— START Records shown —

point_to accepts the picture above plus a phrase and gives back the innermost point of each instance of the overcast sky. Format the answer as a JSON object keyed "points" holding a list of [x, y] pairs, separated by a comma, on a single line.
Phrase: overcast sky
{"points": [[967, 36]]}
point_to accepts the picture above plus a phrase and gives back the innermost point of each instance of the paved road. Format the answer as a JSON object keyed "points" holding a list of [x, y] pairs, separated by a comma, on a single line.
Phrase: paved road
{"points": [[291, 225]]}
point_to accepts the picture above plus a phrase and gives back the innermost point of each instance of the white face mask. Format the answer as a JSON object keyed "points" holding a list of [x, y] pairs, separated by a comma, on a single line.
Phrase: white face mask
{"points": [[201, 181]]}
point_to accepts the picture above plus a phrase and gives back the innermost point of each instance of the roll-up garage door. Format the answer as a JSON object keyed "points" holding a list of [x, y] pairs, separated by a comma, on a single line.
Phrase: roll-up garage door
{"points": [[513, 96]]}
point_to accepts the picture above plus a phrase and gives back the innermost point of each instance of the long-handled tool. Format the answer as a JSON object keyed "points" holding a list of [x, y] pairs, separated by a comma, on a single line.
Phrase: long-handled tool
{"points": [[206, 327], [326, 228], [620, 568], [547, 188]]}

— END Records shown —

> What the task asks
Reproduce every row above, requests included, with each x and y coordinate in the answers multiplied by 2.4 and rounded to the nearest whole number, halves rounding up. Keep the request text unchanged.

> Solution for this problem
point_to accepts the picture above plus a phrase and gives back the innermost point of each instance of the overcast sky. Format the answer as a JSON object keyed "points" holding a list of [x, y] pairs, separated by a comma, on a single line.
Phrase: overcast sky
{"points": [[2321, 86]]}
point_to accepts the picture above plus a phrase and gives back the innermost point of each instance of the paved road. Format the answer as a JSON object keyed "points" holding a list of [x, y] pairs, separated by a comma, on a single line.
Phrase: paved road
{"points": [[698, 540]]}
point_to accepts the picture above plus a phrase and gives back the innermost point of each instance of the white face mask. Format the answer as a JSON object keyed "points" holding a list of [x, y] pairs, separated by a comma, on a single line.
Phrase: white face mask
{"points": [[482, 434]]}
point_to accepts the picture above plus a phrase and gives back the innermost point of each instance of the roll-up garage door. Format the answer as a JSON object keyed "points" holding a list of [x, y] pairs, separated by a comma, on a single line.
Phrase: roll-up garage door
{"points": [[1231, 230]]}
point_to accepts the picture above plus a phrase and gives back the innermost point of each instance of the long-handled tool. Format the answer as a JSON object keyed "points" holding a list of [x, y] pairs, separated by a comma, on a single line.
Phrase: long-handled tool
{"points": [[494, 785], [782, 547], [1488, 1363], [1313, 451]]}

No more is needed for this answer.